Exercise instructions.
Update the rows below by replacing every "even-odd" with "nonzero" and leaving everything else as it is. Leave the pictures out of your answer.

[Segmentation dataset records]
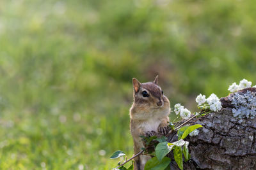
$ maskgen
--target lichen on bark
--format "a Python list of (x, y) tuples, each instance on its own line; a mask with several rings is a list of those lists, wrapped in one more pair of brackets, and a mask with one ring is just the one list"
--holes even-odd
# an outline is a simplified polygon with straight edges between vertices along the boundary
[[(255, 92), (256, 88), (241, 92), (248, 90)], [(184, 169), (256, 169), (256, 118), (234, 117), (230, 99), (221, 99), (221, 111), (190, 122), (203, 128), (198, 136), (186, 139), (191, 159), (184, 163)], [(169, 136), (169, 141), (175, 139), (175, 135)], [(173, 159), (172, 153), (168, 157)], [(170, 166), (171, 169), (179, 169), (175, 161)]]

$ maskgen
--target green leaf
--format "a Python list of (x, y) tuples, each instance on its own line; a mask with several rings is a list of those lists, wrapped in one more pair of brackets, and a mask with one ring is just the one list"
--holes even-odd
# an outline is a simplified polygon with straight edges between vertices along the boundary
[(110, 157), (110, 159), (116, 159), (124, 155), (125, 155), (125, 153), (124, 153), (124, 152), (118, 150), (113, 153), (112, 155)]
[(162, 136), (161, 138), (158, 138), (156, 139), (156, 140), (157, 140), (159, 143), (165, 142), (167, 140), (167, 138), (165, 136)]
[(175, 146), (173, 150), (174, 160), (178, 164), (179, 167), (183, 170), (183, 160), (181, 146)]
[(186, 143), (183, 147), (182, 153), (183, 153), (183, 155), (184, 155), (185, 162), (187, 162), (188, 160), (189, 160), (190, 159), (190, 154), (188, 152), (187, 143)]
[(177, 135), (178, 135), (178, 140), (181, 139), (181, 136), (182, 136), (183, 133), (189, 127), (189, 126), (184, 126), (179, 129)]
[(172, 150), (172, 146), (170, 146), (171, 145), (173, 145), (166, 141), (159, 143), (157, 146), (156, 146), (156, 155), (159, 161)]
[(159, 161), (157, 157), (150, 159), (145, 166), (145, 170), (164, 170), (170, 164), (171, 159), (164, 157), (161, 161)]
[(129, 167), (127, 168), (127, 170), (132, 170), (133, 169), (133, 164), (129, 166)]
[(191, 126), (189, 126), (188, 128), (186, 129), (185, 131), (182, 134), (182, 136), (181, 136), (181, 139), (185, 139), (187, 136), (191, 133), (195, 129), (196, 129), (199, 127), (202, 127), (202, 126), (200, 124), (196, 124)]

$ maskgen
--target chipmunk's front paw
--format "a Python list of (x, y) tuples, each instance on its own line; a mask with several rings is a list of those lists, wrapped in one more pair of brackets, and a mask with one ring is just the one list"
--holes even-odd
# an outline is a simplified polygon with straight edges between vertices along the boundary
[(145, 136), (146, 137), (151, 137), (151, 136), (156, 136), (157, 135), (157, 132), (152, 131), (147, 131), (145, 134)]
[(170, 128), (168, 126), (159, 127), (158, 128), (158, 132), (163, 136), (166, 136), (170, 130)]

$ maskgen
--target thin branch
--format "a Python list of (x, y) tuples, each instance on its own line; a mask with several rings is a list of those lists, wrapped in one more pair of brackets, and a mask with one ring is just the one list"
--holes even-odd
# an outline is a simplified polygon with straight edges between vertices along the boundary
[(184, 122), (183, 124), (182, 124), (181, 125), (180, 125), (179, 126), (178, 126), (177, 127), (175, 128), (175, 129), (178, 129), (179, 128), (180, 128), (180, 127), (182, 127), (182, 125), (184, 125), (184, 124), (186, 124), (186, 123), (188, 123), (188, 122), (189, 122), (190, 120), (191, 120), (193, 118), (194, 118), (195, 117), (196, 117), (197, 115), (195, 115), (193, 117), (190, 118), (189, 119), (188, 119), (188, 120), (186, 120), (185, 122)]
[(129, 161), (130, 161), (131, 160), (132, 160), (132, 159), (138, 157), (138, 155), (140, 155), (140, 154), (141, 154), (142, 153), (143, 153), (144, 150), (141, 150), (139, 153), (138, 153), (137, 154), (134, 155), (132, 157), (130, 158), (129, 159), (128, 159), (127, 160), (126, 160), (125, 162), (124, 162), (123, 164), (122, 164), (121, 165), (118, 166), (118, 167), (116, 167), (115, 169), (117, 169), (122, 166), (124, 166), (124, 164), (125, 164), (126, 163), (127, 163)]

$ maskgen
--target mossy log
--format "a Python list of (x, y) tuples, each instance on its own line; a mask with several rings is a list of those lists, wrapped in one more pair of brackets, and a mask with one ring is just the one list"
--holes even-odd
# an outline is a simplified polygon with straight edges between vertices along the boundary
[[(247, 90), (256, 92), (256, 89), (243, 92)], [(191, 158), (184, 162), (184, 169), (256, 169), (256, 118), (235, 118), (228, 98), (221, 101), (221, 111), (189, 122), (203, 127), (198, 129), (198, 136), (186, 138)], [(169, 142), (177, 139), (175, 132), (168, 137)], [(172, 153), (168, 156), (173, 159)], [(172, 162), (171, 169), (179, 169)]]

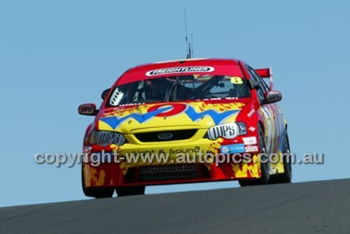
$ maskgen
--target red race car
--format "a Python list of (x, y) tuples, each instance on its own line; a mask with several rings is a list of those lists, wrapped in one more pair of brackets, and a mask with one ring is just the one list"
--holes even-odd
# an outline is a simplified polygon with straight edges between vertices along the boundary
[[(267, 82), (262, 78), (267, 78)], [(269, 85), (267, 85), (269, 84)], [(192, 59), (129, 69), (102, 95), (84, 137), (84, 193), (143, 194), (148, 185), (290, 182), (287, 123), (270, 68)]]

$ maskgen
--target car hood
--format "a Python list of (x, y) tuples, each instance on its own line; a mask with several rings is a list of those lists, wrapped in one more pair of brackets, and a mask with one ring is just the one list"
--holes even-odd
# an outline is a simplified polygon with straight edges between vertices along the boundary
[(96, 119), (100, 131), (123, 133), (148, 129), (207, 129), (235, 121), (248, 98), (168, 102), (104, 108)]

Final result.
$ maskgen
--target lichen on bark
--format "a Python list of (x, y) tuples, each instance on its own line; a mask with several rings is a list of those lists, wrapped in one more pair of brackets, and a mask with one ring is just the one list"
--holes nonzero
# an outline is a simplified polygon with straight edges between vertices along the boundary
[[(255, 92), (256, 88), (241, 92), (248, 90)], [(184, 169), (256, 169), (256, 118), (234, 117), (230, 99), (221, 99), (221, 111), (190, 122), (203, 128), (198, 136), (186, 139), (191, 159), (184, 163)], [(169, 136), (169, 141), (175, 139), (175, 135)], [(173, 159), (172, 153), (168, 157)], [(170, 166), (171, 169), (179, 169), (175, 161)]]

$ maskgen
--target green leaf
--format "a Python list of (x, y) tuples, each instance on its own line; a mask with several rings is a list of those lists, wrapped in one more pair of brackets, and a mask with one ring is just the one list"
--holes nonzero
# an outline is a simplified polygon with straight edges between vertices along the boundary
[(110, 157), (110, 159), (116, 159), (124, 155), (125, 155), (125, 153), (124, 153), (124, 152), (118, 150), (113, 153), (112, 155)]
[(162, 136), (161, 138), (158, 138), (156, 139), (156, 140), (157, 140), (159, 143), (165, 142), (167, 140), (167, 138), (165, 136)]
[(175, 146), (173, 150), (174, 160), (178, 164), (179, 167), (183, 170), (183, 160), (181, 146)]
[(186, 143), (183, 147), (182, 153), (183, 153), (183, 155), (184, 155), (185, 162), (187, 162), (188, 160), (189, 160), (190, 159), (190, 154), (188, 152), (187, 143)]
[(177, 135), (178, 135), (178, 140), (181, 139), (181, 136), (182, 136), (183, 133), (189, 127), (189, 126), (184, 126), (179, 129)]
[(172, 150), (172, 146), (170, 146), (171, 145), (173, 145), (166, 141), (159, 143), (157, 146), (156, 146), (156, 155), (159, 161)]
[(159, 161), (157, 157), (150, 159), (145, 166), (145, 170), (164, 170), (170, 164), (171, 159), (164, 157), (161, 161)]
[(129, 167), (127, 168), (127, 170), (132, 170), (133, 169), (133, 164), (129, 166)]
[(191, 126), (189, 126), (188, 128), (186, 129), (185, 131), (182, 134), (182, 136), (181, 136), (181, 139), (185, 139), (187, 136), (191, 133), (195, 129), (196, 129), (199, 127), (202, 127), (202, 126), (200, 124), (196, 124)]

$ maskgen
--target chipmunk's front paw
--format "a Python list of (x, y) tuples, each instance on its own line; a mask with several rings is a list of those lists, wrapped in one more pair of brackets, and a mask with one ring is just the one list"
--holes nonzero
# an outline is a simplified polygon with straight edges between vertices along the boundary
[(145, 136), (146, 137), (151, 137), (151, 136), (156, 136), (157, 135), (157, 132), (152, 131), (147, 131), (145, 134)]
[(170, 128), (168, 126), (159, 127), (158, 128), (158, 132), (163, 136), (166, 136), (170, 130)]

$ maskgen
--target thin branch
--format "a Python list of (x, y) tuples, each instance on its own line; a mask with several rings is a list of those lists, wrapped in one more pair of brackets, and a mask with one ring is just the one list"
--holes nonzero
# an outline is a simplified polygon with straight edges between vertices along the boundary
[(184, 122), (183, 124), (182, 124), (181, 125), (180, 125), (179, 126), (178, 126), (177, 127), (175, 128), (175, 129), (178, 129), (179, 128), (180, 128), (180, 127), (182, 127), (182, 125), (184, 125), (184, 124), (186, 124), (186, 123), (188, 123), (188, 122), (189, 122), (190, 120), (191, 120), (193, 118), (194, 118), (195, 117), (196, 117), (197, 115), (195, 115), (193, 117), (190, 118), (189, 119), (188, 119), (188, 120), (186, 120), (185, 122)]
[(129, 161), (130, 161), (131, 160), (132, 160), (132, 159), (138, 157), (138, 155), (140, 155), (140, 154), (141, 154), (142, 153), (143, 153), (144, 150), (141, 150), (139, 153), (138, 153), (137, 154), (134, 155), (132, 157), (130, 158), (129, 159), (128, 159), (127, 160), (126, 160), (125, 162), (124, 162), (123, 164), (122, 164), (121, 165), (118, 166), (118, 167), (116, 167), (115, 169), (117, 169), (122, 166), (124, 166), (124, 164), (125, 164), (126, 163), (127, 163)]

$ maskgen
--target mossy log
--format "a Python list of (x, y) tuples, each instance on its own line; a mask with several rings is a list of those lists, wrapped in one more pair of brackets, and a mask with one ring is just the one list"
--holes nonzero
# an outline is a simplified polygon with straight edges between vertices along the boundary
[[(247, 90), (256, 92), (256, 89), (243, 92)], [(191, 158), (184, 162), (184, 169), (256, 169), (256, 118), (235, 118), (228, 98), (221, 101), (221, 111), (189, 122), (203, 127), (198, 129), (198, 136), (186, 138)], [(169, 142), (177, 139), (175, 132), (168, 137)], [(172, 153), (168, 156), (173, 159)], [(172, 162), (171, 169), (179, 169)]]

$ maskgen
--target red race car
--format "a Python list of (x, y) tuples, each instance on its own line; a mask with several rings is a list of those lists, wrapped in one more pair of brackets, and a mask with one ring is just the one list"
--holes nonzero
# an outline is a simplified polygon with straight edges between vertices along the boundary
[[(267, 82), (262, 78), (267, 78)], [(269, 85), (267, 85), (269, 84)], [(192, 59), (129, 69), (102, 95), (84, 137), (84, 193), (143, 194), (148, 185), (290, 182), (287, 123), (270, 68)]]

$ maskgen
--target car hood
--format "a Python list of (x, y) tuples, each instance on its own line; a mask with several rings is a list of those lists, wrapped in one more pair of brackets, and a mask with one ring is just the one list"
--holes nonzero
# an outline is a simplified polygon with straight edges between vertices along the boundary
[(96, 119), (100, 131), (123, 133), (148, 129), (207, 129), (235, 121), (248, 98), (168, 102), (104, 108)]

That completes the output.